■ INSTRUCTION: Reproduce the data below word for word, keeping every line unchanged.

(Records)
■ ■ ■ ■
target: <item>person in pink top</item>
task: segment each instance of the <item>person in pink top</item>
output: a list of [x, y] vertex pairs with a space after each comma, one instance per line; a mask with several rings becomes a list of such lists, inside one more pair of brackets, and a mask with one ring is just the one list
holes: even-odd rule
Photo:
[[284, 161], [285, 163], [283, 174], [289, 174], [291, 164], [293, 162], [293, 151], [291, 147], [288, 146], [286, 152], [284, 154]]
■ ■ ■ ■
■ THE RESULT:
target: <item>person in pink top</item>
task: segment each instance of the <item>person in pink top</item>
output: a list of [x, y] vertex pairs with a space after each comma, one instance per line; a mask with several rings becomes a list of such lists, inside one more pair of brackets, and a mask with one ring is just the one list
holes: even-odd rule
Photo:
[[284, 161], [285, 163], [283, 174], [289, 174], [291, 164], [293, 162], [293, 151], [291, 147], [288, 146], [286, 152], [284, 154]]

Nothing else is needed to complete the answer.